Region pointing data
*** Begin section ***

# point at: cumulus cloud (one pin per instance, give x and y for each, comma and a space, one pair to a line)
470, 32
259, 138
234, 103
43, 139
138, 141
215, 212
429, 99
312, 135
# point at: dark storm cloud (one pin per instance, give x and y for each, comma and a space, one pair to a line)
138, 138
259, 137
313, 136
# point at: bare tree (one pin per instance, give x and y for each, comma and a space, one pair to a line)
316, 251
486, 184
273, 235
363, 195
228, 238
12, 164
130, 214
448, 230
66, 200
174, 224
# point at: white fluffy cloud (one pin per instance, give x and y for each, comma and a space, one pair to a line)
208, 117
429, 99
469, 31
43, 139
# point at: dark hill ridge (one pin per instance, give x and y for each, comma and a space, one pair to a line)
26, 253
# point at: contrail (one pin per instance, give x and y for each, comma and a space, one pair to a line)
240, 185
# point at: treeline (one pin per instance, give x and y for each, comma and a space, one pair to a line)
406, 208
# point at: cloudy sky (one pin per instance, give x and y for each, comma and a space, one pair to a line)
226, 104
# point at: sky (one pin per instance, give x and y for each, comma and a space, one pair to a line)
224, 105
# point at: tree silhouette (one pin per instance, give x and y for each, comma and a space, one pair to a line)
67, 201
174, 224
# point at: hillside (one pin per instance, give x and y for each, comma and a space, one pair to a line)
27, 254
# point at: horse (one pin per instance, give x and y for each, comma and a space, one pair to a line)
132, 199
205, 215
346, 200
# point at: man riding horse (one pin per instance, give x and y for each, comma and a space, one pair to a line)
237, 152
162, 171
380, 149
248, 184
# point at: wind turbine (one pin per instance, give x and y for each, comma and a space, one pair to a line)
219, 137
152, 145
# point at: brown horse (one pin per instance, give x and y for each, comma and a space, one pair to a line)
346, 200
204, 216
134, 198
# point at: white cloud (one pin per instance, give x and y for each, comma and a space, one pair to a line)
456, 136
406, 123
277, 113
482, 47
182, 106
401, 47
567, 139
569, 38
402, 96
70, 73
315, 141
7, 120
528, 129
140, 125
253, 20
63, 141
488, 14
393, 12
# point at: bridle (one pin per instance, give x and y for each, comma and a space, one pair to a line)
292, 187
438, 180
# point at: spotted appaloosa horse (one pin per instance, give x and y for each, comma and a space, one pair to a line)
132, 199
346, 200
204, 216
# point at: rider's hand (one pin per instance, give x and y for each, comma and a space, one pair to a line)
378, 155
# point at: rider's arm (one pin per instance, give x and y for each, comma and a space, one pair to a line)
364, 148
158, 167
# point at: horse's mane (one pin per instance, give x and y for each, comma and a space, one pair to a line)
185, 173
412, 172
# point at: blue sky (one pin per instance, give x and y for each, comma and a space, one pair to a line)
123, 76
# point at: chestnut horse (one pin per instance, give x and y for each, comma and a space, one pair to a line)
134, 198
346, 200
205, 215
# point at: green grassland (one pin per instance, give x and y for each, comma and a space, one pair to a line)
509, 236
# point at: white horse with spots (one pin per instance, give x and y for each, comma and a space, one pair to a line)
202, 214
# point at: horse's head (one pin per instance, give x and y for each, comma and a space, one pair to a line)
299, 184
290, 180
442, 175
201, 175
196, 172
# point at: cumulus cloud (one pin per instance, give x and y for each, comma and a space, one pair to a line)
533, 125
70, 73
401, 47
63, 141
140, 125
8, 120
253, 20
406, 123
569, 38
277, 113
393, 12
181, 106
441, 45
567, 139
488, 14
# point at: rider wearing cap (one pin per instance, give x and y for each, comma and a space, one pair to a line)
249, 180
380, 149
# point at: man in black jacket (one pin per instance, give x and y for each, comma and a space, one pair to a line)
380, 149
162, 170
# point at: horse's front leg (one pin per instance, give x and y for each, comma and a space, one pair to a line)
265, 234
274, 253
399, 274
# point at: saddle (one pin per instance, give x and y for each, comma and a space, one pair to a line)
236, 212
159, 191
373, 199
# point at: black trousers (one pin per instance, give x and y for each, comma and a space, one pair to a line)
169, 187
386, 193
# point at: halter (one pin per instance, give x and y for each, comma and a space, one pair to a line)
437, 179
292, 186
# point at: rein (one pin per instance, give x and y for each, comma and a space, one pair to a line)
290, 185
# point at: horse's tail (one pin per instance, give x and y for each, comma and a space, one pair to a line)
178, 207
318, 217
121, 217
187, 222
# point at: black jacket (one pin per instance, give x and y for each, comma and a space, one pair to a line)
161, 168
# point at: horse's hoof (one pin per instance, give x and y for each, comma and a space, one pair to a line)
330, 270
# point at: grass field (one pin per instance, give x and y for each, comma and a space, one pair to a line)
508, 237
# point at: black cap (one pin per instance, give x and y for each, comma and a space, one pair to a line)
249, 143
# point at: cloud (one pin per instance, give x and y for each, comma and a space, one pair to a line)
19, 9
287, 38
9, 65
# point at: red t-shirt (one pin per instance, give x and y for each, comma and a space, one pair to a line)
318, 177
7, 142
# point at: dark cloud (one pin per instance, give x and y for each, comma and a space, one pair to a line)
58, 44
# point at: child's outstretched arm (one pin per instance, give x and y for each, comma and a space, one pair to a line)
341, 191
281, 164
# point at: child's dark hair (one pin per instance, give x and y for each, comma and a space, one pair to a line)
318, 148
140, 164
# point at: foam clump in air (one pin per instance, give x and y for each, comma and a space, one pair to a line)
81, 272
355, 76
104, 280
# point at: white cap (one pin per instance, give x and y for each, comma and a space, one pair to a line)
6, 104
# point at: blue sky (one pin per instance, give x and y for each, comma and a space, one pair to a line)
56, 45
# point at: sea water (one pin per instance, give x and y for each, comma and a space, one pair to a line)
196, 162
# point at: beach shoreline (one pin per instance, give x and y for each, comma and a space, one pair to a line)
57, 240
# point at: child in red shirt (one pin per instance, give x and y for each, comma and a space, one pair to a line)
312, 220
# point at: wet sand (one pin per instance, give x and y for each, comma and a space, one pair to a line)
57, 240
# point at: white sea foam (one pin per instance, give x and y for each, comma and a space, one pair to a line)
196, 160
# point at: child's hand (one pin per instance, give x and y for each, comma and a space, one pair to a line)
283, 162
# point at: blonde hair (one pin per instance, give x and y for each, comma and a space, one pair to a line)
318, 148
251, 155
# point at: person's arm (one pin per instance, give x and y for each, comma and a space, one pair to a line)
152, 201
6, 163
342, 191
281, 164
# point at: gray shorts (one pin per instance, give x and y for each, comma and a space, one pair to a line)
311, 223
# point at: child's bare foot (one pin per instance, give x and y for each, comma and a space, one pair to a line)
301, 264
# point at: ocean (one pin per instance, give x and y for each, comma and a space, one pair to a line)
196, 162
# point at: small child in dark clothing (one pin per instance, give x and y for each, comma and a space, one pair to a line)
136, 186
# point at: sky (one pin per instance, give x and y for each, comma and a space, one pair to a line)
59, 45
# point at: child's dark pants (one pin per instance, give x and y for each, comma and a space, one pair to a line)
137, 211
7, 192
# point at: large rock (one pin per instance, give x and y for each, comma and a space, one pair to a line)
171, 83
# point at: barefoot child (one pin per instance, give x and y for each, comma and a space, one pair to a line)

*** End section ***

EXERCISE AIM ▸ Each line of the data above must be restated word for word.

SOLVED EXERCISE ▸
# point at: cumulus cloud (one pin per instance, give x and y for each, comma and a space, one pair to a line)
470, 32
259, 138
234, 103
43, 139
138, 141
215, 212
429, 99
312, 135
# point at: dark storm cloud (one pin per instance, give x and y for each, comma and a space, one pair to a line)
138, 138
259, 137
313, 136
# point at: bare tree (one pin per instance, give x and y for each, comma and a space, one pair to a line)
316, 251
486, 184
273, 235
363, 195
228, 238
12, 164
130, 214
448, 230
66, 200
174, 224
# point at: white fluffy cloud (one pin per instance, give x and y for each, comma and a space, one pair to a line)
208, 117
429, 99
469, 31
43, 139
# point at: dark hill ridge (one pin per instance, give x and y for each, comma and a space, one pair to a line)
26, 253
# point at: contrail (one pin per instance, give x and y for each, comma and a space, one pair to a line)
240, 185
# point at: treeline (one pin per instance, give x and y for each, comma and a space, one pair to a line)
406, 208
# point at: cloudy sky (one pin per instance, give x and y for each, comma and a space, one pair to a line)
226, 104
# point at: sky (one pin per instance, give x and y for each, comma and a space, one pair to a line)
224, 105
# point at: tree silhouette (one pin per instance, give x and y for each, comma and a space, one pair to a line)
67, 201
174, 224
# point at: hillside (one pin per instance, give x and y for each, comma and a space, one pair to a line)
27, 254
# point at: horse (one pin per instance, give x and y for each, comma and a space, one pair to a line)
132, 199
205, 215
346, 200
# point at: man riding horse (one pin per instance, give x and y for each, comma and a space, one pair to a line)
237, 152
162, 171
380, 149
248, 184
# point at: wind turbine (one pin per instance, give x and y for each, comma and a space, one pair to a line)
219, 137
152, 145
# point at: brown horse (one pin per instance, give x and y for each, comma and a space, one pair to a line)
346, 200
204, 216
134, 198
# point at: white cloud (one pin per instance, give x and y for each, comma and a space, one pair to a line)
456, 136
406, 123
277, 113
482, 47
182, 106
401, 47
567, 139
569, 38
402, 96
70, 73
315, 141
7, 120
528, 129
140, 125
253, 20
63, 141
488, 14
393, 12
# point at: bridle (one pin per instance, give x and y for each, comma and a space, one pair to a line)
292, 187
438, 180
# point at: spotted appaloosa horse (one pin per instance, give x and y for each, comma and a space, one pair to a line)
132, 199
346, 200
204, 216
# point at: rider's hand (one pin per instance, give x and y for each, comma and a space, one pair to a line)
378, 155
# point at: rider's arm (one pin per instance, give x and y for each, comma and a space, one pair to a line)
364, 148
158, 167
# point at: horse's mane (one pin per instance, give x and y for each, comma and a space, one pair to a line)
185, 173
412, 172
# point at: blue sky (one pin per instance, give x and y for each, comma and a space, one pair to a line)
123, 76
# point at: chestnut horse (one pin per instance, give x and y for each, comma and a space, one pair to a line)
134, 198
346, 200
205, 215
# point at: green grassland (one pin per instance, give x and y for each, comma and a space, one pair to a line)
509, 236
# point at: white horse with spots (one pin per instance, give x and y for each, comma and a space, one pair to a line)
202, 214
# point at: horse's head (one pin per instance, give x and y for each, comma and a space, one pair to a line)
299, 184
290, 180
442, 175
201, 175
196, 172
# point at: cumulus cloud (one pin per instance, give x and y for each, comma and a space, one pair to a line)
533, 125
70, 73
401, 47
63, 141
140, 125
8, 120
253, 20
406, 123
569, 38
277, 113
393, 12
181, 106
441, 45
567, 139
488, 14
# point at: rider wearing cap (one pin per instance, give x and y for each, comma and a space, one pair to a line)
249, 180
380, 149
# point at: man in black jacket (one pin per instance, give x and y for each, comma and a space, one pair to a line)
380, 149
162, 170
# point at: horse's front leg (one pin per instance, give x and y for each, comma and a space, one pair to a line)
265, 234
274, 253
399, 274
# point at: saddle (one pin per instance, give x and y for each, comma and a space, one pair to a line)
236, 212
159, 191
373, 199
# point at: black trousers (one pin per instance, give x and y for each, comma and a space, one pair to a line)
169, 187
386, 193
# point at: halter (one pin per instance, give x and y for each, comma and a space, one pair to a line)
437, 179
292, 186
# point at: rein (one pin per instance, give x and y for each, comma and a space, one pair to a line)
290, 185
# point at: horse's tail (one pin per instance, give x and y for each, comma and a space, one pair to a line)
178, 207
318, 217
121, 217
187, 222
# point at: black jacket (one pin per instance, give x and y for each, comma and a space, one pair to a line)
161, 168
# point at: horse's hoof (one pin per instance, give x and y for each, comma and a space, one pair to a line)
330, 270
# point at: grass field (one pin per instance, give x and y for each, comma and a space, one pair to a line)
508, 237
# point at: black cap (one pin per instance, give x and y for each, comma and a space, one pair to a line)
249, 143
# point at: cloud (one pin per instance, give x and y for each, comma and a space, one pair to a line)
19, 9
287, 38
9, 65
# point at: red t-shirt (one pin per instance, give x and y for each, comma and a space, one pair to a line)
318, 177
7, 142
# point at: dark cloud (one pin per instance, give x and y for each, comma and a space, one pair to a line)
58, 44
# point at: child's outstretched arm (one pin per instance, give x and y for each, comma and a space, one pair to a line)
341, 191
281, 164
# point at: child's dark hair (one pin per instance, give x and y for each, comma and a space, one pair to a line)
318, 148
140, 164
# point at: foam clump in air (one pin per instance, give x and y for each, comma and a space, one pair to a line)
81, 272
355, 76
104, 280
# point at: white cap (one pin per instance, give x and y for each, comma and a space, one pair to a line)
6, 104
# point at: blue sky (one pin per instance, give x and y for each, comma and a space, one pair to a line)
56, 45
# point at: sea water (one pin per instance, give x and y for each, comma and a space, one pair to a line)
196, 162
# point at: beach shoreline (one pin per instance, give x and y for each, comma and a space, one pair to a line)
57, 240
# point at: child in red shirt (one pin per instance, give x and y for each, comma and a space, one pair to a line)
312, 220
# point at: wet sand (one pin per instance, give x and y for each, comma and a space, one pair to a line)
57, 240
# point at: white sea foam (one pin per instance, give x and y for each, comma and a space, one pair to a line)
196, 160
# point at: child's hand (one pin per instance, give x and y for each, comma and a space, one pair to a line)
283, 162
# point at: blonde hair (one pin per instance, give x and y for each, comma and a space, one pair to a line)
318, 148
251, 155
# point at: person's arm (one pin per instance, give x and y for each, comma and a space, one pair to a line)
152, 201
6, 163
342, 191
281, 164
# point at: gray shorts (one pin per instance, give x and y for each, comma and a space, one pair to a line)
311, 223
# point at: child's bare foot (one pin per instance, give x and y for each, comma and a space, one pair to a line)
301, 264
# point at: ocean (one pin per instance, give x and y for each, comma and a space, one pair to a line)
196, 162
# point at: small child in dark clothing (one pin per instance, give x and y for each, comma and a space, one pair to a line)
136, 186
# point at: sky (one pin per instance, give x and y for each, comma and a space, one pair to a line)
59, 45
# point at: child's dark pants (one pin per instance, give x and y for each, comma and a space, one pair to a line)
137, 211
7, 192
# point at: large rock (one pin per instance, give x and y for each, comma and a space, one pair to a line)
171, 83
# point at: barefoot child (one pin per instance, give x and y for each, comma and a space, one pair to a line)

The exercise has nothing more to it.